Task description ▸
Return as a JSON list of strings the lines from the one containing "Tag every instance of the brick" through the end of the data, inclusive, with one string per line and blank lines omitted.

Dataset records ▸
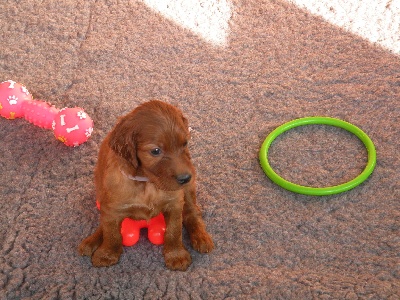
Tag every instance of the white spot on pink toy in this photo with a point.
(12, 100)
(89, 131)
(82, 114)
(12, 84)
(62, 118)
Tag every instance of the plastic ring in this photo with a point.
(263, 156)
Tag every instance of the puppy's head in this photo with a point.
(154, 138)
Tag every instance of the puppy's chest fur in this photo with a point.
(141, 200)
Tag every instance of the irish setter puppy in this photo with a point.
(144, 168)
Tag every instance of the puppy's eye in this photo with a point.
(156, 151)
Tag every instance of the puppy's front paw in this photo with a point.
(178, 259)
(103, 257)
(202, 242)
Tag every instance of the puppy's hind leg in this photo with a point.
(89, 245)
(192, 220)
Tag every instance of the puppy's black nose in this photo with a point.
(183, 178)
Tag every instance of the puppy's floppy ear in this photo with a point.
(122, 140)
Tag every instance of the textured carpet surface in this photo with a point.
(280, 63)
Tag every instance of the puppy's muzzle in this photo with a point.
(183, 178)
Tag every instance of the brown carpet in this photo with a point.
(280, 63)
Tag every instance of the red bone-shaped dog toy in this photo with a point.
(130, 229)
(72, 126)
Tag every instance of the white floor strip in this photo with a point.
(375, 20)
(208, 18)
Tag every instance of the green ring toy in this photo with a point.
(311, 190)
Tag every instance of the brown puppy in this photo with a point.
(144, 168)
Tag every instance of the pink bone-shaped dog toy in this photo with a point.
(130, 229)
(72, 126)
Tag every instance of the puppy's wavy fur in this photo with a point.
(150, 142)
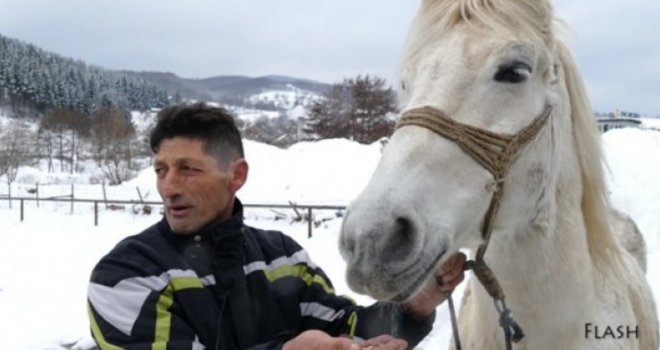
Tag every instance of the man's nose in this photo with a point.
(170, 185)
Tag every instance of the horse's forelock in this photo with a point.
(533, 18)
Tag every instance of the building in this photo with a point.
(617, 120)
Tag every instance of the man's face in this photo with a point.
(194, 189)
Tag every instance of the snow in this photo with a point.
(45, 261)
(286, 99)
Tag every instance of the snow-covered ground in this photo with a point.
(45, 261)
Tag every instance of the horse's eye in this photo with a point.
(514, 72)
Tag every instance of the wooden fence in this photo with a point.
(302, 212)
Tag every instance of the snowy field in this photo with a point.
(45, 261)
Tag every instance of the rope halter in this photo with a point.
(495, 152)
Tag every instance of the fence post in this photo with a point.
(139, 194)
(72, 197)
(309, 222)
(105, 196)
(9, 193)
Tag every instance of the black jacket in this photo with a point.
(228, 287)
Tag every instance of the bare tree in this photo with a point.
(113, 141)
(14, 148)
(359, 109)
(60, 131)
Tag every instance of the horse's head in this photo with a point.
(485, 64)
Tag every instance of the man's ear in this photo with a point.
(239, 169)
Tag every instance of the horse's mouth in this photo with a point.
(407, 292)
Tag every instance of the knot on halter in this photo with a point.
(511, 328)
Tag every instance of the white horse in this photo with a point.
(496, 65)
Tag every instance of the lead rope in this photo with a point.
(496, 153)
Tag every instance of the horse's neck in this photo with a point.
(544, 270)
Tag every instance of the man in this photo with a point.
(201, 279)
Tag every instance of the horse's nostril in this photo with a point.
(347, 246)
(401, 242)
(403, 228)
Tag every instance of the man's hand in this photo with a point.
(317, 340)
(449, 275)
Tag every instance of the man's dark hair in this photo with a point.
(213, 126)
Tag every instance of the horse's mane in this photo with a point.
(595, 204)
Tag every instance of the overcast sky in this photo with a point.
(616, 42)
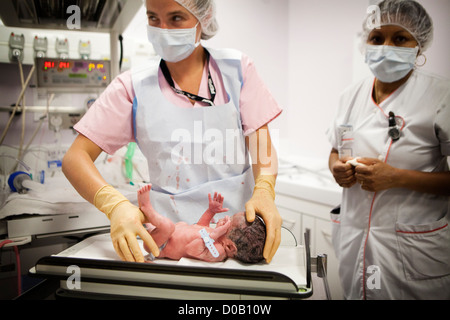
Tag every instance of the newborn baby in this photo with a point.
(233, 236)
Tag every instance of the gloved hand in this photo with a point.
(126, 224)
(262, 203)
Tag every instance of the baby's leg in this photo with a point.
(164, 227)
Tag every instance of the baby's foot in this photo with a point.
(144, 197)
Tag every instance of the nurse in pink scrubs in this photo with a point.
(198, 115)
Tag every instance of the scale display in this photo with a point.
(70, 73)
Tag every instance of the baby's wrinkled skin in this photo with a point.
(183, 240)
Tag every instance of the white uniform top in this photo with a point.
(395, 244)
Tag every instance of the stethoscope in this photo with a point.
(393, 131)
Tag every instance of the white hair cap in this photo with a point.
(205, 12)
(408, 14)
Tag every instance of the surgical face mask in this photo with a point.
(173, 45)
(389, 63)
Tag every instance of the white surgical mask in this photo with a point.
(173, 45)
(388, 63)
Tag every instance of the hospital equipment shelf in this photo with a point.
(304, 201)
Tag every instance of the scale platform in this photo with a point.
(101, 274)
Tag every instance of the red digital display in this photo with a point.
(49, 64)
(64, 65)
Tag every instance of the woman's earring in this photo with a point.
(424, 60)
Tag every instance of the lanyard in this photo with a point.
(211, 87)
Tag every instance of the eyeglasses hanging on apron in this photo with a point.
(211, 87)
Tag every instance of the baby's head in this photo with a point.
(249, 238)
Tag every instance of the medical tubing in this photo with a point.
(19, 279)
(22, 134)
(16, 106)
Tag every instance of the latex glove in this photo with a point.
(126, 224)
(262, 203)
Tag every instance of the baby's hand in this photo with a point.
(216, 203)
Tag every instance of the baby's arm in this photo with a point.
(215, 206)
(197, 249)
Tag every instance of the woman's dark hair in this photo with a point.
(250, 241)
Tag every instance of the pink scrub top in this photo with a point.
(109, 122)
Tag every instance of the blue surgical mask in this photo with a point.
(173, 45)
(388, 63)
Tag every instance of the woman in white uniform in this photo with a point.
(392, 236)
(195, 113)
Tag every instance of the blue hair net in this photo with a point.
(205, 12)
(407, 14)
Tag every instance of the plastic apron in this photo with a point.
(397, 234)
(193, 151)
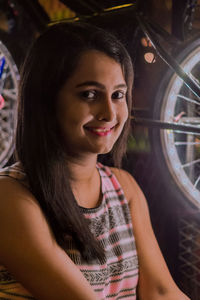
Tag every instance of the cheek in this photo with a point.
(124, 113)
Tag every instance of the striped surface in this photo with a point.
(114, 278)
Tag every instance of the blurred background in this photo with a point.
(163, 154)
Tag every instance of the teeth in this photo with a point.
(100, 130)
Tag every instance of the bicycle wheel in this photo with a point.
(9, 77)
(178, 153)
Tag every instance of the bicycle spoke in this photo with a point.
(188, 99)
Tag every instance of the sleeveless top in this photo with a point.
(117, 276)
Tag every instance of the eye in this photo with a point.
(89, 95)
(118, 95)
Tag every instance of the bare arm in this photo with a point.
(155, 281)
(29, 251)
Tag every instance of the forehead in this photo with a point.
(95, 65)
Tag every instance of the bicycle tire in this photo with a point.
(173, 102)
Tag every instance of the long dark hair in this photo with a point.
(49, 63)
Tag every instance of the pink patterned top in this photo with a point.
(117, 276)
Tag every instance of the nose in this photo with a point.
(106, 111)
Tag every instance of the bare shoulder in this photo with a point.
(13, 194)
(128, 184)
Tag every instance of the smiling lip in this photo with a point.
(100, 131)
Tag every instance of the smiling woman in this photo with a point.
(71, 228)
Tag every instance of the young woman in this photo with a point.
(71, 228)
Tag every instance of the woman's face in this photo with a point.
(91, 106)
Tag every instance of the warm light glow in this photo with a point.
(150, 57)
(118, 7)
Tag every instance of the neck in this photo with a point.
(81, 170)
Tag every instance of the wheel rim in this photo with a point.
(9, 77)
(182, 149)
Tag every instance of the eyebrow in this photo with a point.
(99, 85)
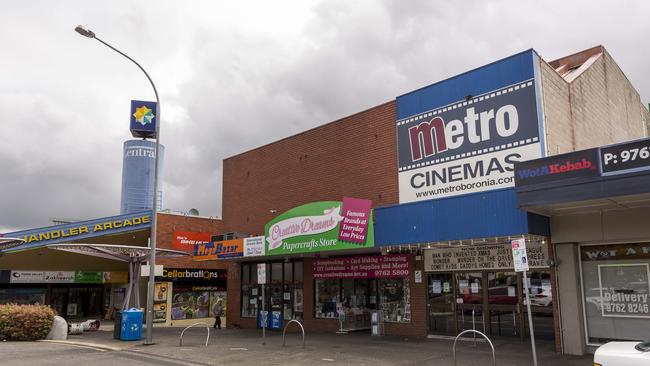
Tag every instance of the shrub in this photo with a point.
(25, 322)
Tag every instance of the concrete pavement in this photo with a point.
(244, 347)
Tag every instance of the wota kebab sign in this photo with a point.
(468, 146)
(321, 226)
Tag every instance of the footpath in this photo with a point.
(244, 347)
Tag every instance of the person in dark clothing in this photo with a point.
(217, 309)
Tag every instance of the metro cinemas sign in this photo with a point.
(468, 146)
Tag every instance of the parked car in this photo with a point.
(623, 354)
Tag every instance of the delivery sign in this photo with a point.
(186, 240)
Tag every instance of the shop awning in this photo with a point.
(125, 253)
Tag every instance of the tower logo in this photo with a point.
(143, 115)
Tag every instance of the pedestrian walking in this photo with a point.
(217, 309)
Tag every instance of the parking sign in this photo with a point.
(519, 256)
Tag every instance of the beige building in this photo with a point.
(599, 209)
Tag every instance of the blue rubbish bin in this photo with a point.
(131, 325)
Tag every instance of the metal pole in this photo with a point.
(264, 317)
(530, 320)
(152, 255)
(474, 326)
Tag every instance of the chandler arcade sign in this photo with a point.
(39, 237)
(471, 144)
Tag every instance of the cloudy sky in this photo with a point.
(234, 75)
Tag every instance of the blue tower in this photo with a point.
(137, 176)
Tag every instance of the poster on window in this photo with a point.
(298, 303)
(624, 290)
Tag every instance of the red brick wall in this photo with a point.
(354, 157)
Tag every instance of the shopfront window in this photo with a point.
(356, 298)
(23, 296)
(283, 291)
(395, 299)
(328, 298)
(193, 302)
(469, 288)
(616, 291)
(350, 288)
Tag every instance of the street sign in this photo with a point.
(261, 273)
(520, 261)
(519, 256)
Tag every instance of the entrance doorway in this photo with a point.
(441, 304)
(490, 302)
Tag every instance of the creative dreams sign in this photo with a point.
(321, 226)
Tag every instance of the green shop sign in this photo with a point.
(321, 226)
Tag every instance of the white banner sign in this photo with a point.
(27, 277)
(482, 257)
(58, 277)
(475, 174)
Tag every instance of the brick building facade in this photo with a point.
(584, 100)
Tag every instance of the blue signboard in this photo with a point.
(39, 237)
(464, 134)
(143, 119)
(262, 319)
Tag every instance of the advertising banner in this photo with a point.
(468, 146)
(377, 266)
(59, 277)
(219, 250)
(320, 226)
(482, 257)
(187, 240)
(356, 214)
(254, 247)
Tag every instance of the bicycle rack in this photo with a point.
(284, 332)
(207, 339)
(494, 359)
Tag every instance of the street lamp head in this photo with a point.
(84, 32)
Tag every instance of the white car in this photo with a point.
(623, 354)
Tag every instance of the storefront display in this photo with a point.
(350, 288)
(616, 291)
(395, 299)
(160, 302)
(193, 302)
(193, 291)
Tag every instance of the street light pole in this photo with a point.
(152, 257)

Full solution ▸
[
  "Tag every instance of the brick building facade in this photo with a point.",
  "(584, 100)",
  "Tag every instance of the blue signboard in this photo with a point.",
  "(39, 237)",
  "(464, 134)",
  "(143, 119)",
  "(262, 319)",
  "Tag every instance of the advertising banner in this photo with a point.",
  "(468, 146)",
  "(377, 266)",
  "(59, 277)",
  "(219, 250)",
  "(320, 226)",
  "(482, 257)",
  "(187, 240)",
  "(356, 214)",
  "(254, 247)",
  "Tag every instance of the bicycle rack in this photo with a point.",
  "(284, 332)",
  "(207, 339)",
  "(494, 359)",
  "Tag every instance of the street lamp head in this photo with a point.",
  "(84, 32)",
  "Tag every instance of the white car in this photo with a point.",
  "(623, 354)",
  "Tag every instance of the storefront display in this photo with a point.",
  "(350, 288)",
  "(616, 291)",
  "(395, 299)",
  "(160, 302)",
  "(193, 302)",
  "(193, 291)",
  "Tag every instance of the street light pole in this photo with a point.",
  "(152, 257)"
]